## WORK TO COMPLETE
Reproduce the records below verbatim, starting at their first line and ending at the line that contains "top-left (43, 119), bottom-right (141, 172)". Include both of those lines.

(Stored data)
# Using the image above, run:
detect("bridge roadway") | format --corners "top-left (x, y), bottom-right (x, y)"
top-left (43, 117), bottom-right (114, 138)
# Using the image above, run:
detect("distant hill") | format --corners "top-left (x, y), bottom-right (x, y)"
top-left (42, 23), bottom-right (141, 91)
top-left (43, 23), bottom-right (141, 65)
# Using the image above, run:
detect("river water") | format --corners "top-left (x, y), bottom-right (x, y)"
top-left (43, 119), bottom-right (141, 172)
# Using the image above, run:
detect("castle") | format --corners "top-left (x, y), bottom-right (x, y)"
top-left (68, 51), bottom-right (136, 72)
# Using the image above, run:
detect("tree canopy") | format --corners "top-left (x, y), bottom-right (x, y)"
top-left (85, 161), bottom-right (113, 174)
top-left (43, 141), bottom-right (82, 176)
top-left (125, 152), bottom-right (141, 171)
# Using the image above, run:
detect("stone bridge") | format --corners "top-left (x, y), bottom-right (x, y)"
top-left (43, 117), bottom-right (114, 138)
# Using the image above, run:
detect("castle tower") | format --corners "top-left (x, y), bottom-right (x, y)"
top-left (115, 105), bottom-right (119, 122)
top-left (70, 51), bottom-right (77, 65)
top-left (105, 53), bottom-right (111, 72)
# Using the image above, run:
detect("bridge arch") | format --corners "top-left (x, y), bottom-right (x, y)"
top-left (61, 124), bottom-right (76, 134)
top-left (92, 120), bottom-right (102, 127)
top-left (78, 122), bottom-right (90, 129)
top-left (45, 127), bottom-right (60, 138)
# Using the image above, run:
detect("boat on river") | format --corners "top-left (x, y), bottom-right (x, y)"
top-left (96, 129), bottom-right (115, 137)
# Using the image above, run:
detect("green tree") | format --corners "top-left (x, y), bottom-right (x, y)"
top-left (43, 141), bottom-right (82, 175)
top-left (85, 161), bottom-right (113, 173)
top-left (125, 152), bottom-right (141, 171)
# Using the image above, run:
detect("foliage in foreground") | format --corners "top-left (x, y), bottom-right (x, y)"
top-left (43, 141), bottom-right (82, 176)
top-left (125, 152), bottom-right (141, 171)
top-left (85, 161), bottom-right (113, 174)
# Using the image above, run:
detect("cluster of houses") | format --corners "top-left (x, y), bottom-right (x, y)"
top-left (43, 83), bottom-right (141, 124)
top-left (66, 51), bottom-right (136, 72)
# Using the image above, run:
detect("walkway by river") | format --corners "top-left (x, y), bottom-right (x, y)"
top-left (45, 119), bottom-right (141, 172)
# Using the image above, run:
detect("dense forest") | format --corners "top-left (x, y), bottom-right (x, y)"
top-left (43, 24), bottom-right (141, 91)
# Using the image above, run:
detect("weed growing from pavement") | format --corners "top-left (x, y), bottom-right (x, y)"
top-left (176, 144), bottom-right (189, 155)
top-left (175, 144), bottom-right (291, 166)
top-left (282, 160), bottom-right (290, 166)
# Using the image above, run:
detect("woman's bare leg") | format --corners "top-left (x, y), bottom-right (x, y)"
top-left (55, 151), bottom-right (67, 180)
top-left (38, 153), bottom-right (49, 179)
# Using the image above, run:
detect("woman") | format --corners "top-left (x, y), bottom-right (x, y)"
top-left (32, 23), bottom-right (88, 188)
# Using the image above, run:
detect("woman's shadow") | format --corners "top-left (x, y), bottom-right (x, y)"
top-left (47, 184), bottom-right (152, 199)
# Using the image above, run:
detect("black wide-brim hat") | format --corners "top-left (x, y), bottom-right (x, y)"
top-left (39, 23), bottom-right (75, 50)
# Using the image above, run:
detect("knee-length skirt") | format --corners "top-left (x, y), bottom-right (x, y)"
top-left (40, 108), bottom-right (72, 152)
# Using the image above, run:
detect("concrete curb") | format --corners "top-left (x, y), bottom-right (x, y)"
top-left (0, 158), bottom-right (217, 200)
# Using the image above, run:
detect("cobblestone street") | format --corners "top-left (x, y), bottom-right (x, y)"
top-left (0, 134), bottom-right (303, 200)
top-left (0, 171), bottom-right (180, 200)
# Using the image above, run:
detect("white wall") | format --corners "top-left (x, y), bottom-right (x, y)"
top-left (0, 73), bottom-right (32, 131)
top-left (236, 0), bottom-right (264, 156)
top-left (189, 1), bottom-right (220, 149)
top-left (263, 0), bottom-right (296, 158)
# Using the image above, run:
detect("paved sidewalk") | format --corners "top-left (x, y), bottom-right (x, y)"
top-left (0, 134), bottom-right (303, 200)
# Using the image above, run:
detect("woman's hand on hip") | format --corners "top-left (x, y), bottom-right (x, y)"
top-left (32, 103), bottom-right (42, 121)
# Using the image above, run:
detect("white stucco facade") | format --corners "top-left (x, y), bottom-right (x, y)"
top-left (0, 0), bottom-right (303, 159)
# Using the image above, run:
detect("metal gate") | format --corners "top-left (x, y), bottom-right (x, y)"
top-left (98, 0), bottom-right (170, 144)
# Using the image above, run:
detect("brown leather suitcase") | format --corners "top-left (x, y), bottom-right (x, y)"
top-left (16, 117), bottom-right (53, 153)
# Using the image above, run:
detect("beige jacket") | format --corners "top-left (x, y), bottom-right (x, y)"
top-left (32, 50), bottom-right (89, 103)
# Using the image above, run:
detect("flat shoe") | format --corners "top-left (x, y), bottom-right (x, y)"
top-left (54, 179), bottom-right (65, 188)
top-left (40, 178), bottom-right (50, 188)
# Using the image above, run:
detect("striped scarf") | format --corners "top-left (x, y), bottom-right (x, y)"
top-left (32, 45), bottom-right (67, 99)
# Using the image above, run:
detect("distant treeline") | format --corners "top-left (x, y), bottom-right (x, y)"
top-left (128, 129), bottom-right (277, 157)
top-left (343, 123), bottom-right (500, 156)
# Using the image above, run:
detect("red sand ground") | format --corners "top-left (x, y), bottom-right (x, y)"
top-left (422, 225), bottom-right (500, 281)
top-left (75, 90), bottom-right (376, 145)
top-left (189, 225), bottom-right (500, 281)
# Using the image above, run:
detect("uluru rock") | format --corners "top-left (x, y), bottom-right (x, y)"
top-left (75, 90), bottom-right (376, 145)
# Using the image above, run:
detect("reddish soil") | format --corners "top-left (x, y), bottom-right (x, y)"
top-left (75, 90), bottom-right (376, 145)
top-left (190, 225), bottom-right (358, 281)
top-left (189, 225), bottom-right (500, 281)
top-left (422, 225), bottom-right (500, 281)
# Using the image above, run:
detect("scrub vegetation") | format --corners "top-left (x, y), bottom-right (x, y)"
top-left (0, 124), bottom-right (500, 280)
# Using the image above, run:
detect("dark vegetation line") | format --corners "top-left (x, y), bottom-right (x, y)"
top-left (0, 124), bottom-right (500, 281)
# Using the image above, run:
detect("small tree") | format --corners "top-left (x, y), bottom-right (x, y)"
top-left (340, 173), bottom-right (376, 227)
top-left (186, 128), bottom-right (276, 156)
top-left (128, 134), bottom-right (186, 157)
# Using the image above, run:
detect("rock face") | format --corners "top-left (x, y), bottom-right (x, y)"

## SOLUTION TO THE PROBLEM
# Using the image above, run:
detect("bridge roadway") | format --corners "top-left (x, y), bottom-right (x, y)"
top-left (43, 117), bottom-right (114, 138)
# Using the image above, run:
detect("distant hill") | format --corners "top-left (x, y), bottom-right (x, y)"
top-left (42, 23), bottom-right (141, 91)
top-left (43, 23), bottom-right (141, 65)
# Using the image above, run:
detect("river water") | format --corners "top-left (x, y), bottom-right (x, y)"
top-left (43, 119), bottom-right (141, 172)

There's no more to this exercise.